Well, the cats out of the bag in a big way! Worcester is getting an indie video store and Worcester Sucks is getting a real physical newsroom. The Patch’s Neal McNamara came down to the shop the other day and did a really nice write-up:
WORCESTER, MA — In 1985, schlock director Larry Cohen unleashed the landmark horror-satire "The Stuff" about a delicious extraterrestrial ooze that zombifies anyone who eats it. Shady corporations sell the Stuff for profit. Everyone gobbles it up and gets addicted and brainwashed by aliens.
If you were born before approximately 1990, you may have encountered "The Stuff" on the shelf at your local video store. The iconic VHS cover bears a man's face twisted in agony, his eyes and mouth full of dribbling goo. All at once, the box causes feelings of terror, disgust, and curiosity (will mom let me rent this?).
But in an age of countless streaming services — that delete movies and cancel shows on a whim — kids today will never know the fun of visiting a video store on a Friday to find some weird treasure to bring home for the evening.
That's why several Worcester residents are in the process of opening a video rental store along June Street, hoping to offer Worcester residents the chance a new way to enjoy physical media, and much more.
Rewind Video will be the face of the Worcester Community Media Foundation, which will offer programming like media literacy classes, an internet café and youth employment opportunities. The storefront at 116 June St. will also serve as the first physical newsroom for Worcester Sucks and I Love It, the alternative news outlet founded three years ago by ex-Worcester Magazine writer Bill Shaner.

> Task details
Pick up the article about the Worcester video store and newsroom after its final sentence and carry it forward. The items that come next are from an unrelated source.

> Dataset entries
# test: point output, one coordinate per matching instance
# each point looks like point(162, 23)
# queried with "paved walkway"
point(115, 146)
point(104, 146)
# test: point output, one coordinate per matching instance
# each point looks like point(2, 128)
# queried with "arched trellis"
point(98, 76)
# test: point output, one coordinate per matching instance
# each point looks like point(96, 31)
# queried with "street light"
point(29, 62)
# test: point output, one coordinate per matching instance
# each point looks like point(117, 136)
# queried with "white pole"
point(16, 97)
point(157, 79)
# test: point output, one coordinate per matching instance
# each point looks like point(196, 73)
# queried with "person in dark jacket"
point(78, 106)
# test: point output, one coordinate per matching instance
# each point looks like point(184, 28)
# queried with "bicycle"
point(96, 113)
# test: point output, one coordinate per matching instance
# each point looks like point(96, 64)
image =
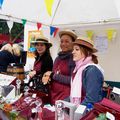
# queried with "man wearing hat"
point(43, 63)
point(43, 59)
point(87, 78)
point(62, 68)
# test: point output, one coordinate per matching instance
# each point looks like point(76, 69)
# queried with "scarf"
point(76, 83)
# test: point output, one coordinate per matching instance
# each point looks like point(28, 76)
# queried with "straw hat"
point(42, 39)
point(84, 41)
point(68, 32)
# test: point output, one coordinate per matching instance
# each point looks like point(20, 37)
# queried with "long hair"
point(88, 52)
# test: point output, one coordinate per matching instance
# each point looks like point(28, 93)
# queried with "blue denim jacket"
point(92, 83)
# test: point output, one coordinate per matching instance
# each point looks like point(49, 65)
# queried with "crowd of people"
point(75, 75)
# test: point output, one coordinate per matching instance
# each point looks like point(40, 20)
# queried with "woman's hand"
point(32, 73)
point(46, 77)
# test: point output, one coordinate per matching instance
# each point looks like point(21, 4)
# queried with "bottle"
point(59, 110)
point(89, 107)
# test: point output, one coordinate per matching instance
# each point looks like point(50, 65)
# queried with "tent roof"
point(64, 12)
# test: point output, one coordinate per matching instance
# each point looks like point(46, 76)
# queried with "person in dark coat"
point(61, 74)
point(9, 54)
point(43, 60)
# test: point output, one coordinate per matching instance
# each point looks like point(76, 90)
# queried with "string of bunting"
point(53, 30)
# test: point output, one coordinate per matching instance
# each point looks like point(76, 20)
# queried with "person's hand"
point(46, 77)
point(32, 73)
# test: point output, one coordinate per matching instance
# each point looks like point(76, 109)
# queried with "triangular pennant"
point(49, 4)
point(10, 25)
point(1, 2)
point(52, 29)
point(89, 34)
point(24, 21)
point(111, 33)
point(55, 32)
point(39, 25)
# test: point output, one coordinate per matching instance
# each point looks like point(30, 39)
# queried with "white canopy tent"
point(71, 13)
point(64, 12)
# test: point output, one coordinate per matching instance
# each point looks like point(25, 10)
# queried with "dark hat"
point(68, 32)
point(42, 39)
point(84, 41)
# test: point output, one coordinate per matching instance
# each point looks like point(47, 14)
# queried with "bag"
point(104, 106)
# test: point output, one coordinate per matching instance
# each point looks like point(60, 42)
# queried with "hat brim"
point(68, 33)
point(35, 42)
point(94, 50)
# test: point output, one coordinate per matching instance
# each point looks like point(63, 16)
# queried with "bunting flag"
point(111, 33)
point(49, 4)
point(55, 32)
point(39, 25)
point(52, 30)
point(1, 3)
point(10, 25)
point(24, 21)
point(89, 34)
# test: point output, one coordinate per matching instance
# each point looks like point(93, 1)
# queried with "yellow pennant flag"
point(49, 4)
point(111, 33)
point(89, 34)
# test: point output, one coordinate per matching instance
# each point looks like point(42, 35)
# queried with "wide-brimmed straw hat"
point(68, 32)
point(84, 41)
point(41, 39)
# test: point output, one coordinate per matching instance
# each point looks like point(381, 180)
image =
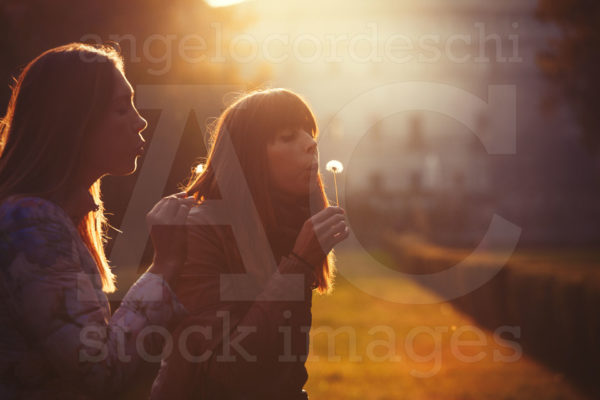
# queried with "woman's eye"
point(288, 137)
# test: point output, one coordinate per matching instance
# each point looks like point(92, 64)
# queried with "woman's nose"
point(141, 123)
point(311, 145)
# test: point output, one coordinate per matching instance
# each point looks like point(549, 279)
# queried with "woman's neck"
point(77, 201)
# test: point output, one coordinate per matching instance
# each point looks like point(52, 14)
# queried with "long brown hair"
point(56, 101)
point(250, 123)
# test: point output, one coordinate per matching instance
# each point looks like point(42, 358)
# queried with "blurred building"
point(430, 164)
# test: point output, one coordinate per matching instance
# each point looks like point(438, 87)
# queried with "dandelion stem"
point(335, 184)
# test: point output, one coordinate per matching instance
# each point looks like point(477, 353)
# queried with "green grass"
point(390, 368)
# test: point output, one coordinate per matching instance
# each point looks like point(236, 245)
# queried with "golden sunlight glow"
point(223, 3)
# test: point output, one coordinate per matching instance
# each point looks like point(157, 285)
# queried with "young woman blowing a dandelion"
point(263, 161)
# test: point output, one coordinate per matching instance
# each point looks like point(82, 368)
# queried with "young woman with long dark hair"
point(247, 337)
point(71, 121)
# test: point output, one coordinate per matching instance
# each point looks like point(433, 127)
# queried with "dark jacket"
point(233, 350)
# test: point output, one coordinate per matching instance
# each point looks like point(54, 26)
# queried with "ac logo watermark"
point(176, 101)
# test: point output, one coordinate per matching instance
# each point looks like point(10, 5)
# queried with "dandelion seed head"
point(334, 166)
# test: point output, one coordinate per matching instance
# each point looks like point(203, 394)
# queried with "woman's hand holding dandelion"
point(320, 233)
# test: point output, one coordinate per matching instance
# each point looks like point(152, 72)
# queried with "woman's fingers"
point(170, 210)
point(327, 213)
point(335, 229)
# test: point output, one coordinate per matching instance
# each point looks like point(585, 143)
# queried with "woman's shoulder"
point(207, 214)
point(35, 227)
point(18, 210)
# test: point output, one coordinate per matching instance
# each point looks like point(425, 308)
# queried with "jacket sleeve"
point(218, 342)
point(62, 312)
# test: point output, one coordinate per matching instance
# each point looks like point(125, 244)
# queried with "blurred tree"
point(572, 61)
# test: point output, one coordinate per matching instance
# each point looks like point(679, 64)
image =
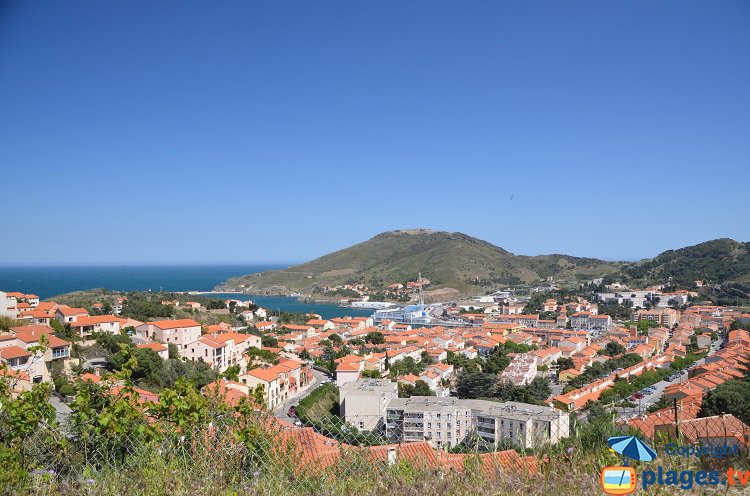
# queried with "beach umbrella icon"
point(631, 447)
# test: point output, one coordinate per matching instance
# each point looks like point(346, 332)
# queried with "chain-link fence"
point(481, 445)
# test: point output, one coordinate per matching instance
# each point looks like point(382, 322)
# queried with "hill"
point(720, 261)
point(449, 259)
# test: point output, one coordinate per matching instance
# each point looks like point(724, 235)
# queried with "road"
point(650, 399)
point(280, 412)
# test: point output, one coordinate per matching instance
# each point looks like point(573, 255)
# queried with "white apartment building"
point(363, 402)
point(446, 422)
point(8, 305)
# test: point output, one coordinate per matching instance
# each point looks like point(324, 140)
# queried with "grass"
point(572, 476)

> Response below
Rewind is Cara Berg-Powers’ idea and baby and it’s gunna be a really cool addition to the local small business landscape. It will also be an opportunity to hold some Worcester Sucks-branded community media events and workshops. Right off the bat, we’ll host regular open newsrooms and, if there’s interest, a book club. Then, as we get settled, I’ll be adding some writing and reporting workshop style events. More soon! We’re shooting for a fall opening, and right now the pressing concern is fundraising and acquiring the necessary gear. Check the donation page on the website and give the Rewind Video Instagram a follow! If you want to get involved in any way, drop me a line!
Underpinning the video store is the non-profit Worcester Community Media Foundation. For years, I’ve been trying to get at a way to cement this newsletter as a local institution that’s bigger than myself and my account on Substack. Through community media events, especially writer workshops and group reporting projects, a main goal is facilitating new voices for the Worcester Sucks experiment in aggressive and unrepentant local journalism.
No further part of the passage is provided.